_Written task_
In the article on London's reduced train service during the heatwave, what service will run between Romford and Upminster?

═════ Page excerpt

Transport for London has already announced that there will be reduced service on some routes next week ahead of what is expected to be the hottest day on record.
Record highs of 41C (106F) are forecast for Monday and Tuesday, with health officials placing the country on “national emergency” footing.
But even though the country is still three days away from record heat, TFL said there will be reduced service on Overground services.
A poster displayed at Acton Central station in west London today revealed that on Monday and Tuesday there will be just two trains an hour between Richmond and Stratford and Watford Junction and Euston.
There will be no service between Romford and Upminster.
London Mayor Sadiq Khan has warned commuters that ‘substantial changes’ to their routines will be needed.
“I urge Londoners to be very careful and look out for each other in the coming days,” he added.
The reduced service will pile misery on commuters ahead of the travel chaos caused by rail strikes set to take place next month amid a row over wages and conditions.
Transport for London has already announced that there will be reduced service on some routes next week ahead of what is expected to be the hottest day on record. A poster displayed at a London train station revealed that on Monday and Tuesday there will be just two trains an hour between Richmond and Stratford and Watford Junction and Euston
Mr. Khan added: ‘The Met Office has now issued a red warning for extreme heat on Monday and Tuesday.

══════════
═════ Raw data

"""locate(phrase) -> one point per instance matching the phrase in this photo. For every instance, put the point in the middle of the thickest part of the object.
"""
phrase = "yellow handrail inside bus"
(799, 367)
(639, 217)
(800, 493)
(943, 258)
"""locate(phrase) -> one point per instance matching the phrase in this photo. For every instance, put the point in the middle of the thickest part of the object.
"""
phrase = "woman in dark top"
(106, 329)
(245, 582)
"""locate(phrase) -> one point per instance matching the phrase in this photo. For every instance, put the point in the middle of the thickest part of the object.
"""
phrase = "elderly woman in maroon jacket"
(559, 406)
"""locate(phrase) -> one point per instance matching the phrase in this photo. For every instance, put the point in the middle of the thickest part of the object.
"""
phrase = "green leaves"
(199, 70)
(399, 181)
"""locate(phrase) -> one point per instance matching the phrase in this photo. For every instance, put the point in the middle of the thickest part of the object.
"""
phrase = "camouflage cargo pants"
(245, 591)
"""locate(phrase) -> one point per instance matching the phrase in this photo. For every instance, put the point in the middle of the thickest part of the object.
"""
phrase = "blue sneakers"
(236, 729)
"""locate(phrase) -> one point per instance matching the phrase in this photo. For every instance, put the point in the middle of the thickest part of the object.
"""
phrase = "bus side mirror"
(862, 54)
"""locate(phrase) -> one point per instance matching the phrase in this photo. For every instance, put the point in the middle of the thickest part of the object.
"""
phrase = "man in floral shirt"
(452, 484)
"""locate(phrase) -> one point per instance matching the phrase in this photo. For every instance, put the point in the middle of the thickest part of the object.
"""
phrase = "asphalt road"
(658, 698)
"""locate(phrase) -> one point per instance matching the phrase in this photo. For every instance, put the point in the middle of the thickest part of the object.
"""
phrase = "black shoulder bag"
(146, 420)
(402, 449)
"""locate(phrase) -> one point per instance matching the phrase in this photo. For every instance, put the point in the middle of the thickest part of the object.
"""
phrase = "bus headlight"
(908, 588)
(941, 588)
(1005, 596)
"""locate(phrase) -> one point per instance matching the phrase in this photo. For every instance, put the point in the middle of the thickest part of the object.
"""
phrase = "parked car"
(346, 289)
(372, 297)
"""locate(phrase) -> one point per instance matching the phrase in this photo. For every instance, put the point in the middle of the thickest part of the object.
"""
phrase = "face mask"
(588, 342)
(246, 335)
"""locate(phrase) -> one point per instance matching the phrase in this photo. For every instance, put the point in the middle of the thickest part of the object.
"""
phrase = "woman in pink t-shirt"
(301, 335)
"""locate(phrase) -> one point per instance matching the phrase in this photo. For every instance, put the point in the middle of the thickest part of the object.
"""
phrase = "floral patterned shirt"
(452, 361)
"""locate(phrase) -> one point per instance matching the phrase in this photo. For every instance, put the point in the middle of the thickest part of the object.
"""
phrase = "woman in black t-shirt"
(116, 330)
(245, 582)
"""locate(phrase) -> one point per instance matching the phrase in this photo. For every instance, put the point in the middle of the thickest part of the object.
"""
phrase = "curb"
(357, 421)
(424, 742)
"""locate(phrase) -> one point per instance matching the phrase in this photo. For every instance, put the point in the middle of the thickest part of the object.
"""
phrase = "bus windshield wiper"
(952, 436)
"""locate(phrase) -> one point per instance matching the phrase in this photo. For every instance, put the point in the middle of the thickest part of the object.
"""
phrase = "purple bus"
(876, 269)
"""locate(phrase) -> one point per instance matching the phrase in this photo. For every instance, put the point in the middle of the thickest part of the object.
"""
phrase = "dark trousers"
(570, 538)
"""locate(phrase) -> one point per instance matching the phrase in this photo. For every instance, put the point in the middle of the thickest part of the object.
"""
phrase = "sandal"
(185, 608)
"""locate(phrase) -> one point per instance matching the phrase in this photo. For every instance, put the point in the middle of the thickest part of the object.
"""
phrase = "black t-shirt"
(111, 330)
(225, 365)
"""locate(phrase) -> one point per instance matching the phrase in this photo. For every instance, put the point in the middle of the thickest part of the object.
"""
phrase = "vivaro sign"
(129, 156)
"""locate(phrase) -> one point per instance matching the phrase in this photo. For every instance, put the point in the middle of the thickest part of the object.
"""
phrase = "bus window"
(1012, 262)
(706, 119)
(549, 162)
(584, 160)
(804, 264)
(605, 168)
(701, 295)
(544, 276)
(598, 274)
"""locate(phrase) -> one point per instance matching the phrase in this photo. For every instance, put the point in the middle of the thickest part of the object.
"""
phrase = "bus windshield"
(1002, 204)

══════════

_Reply_
None; there will be no service between Romford and Upminster.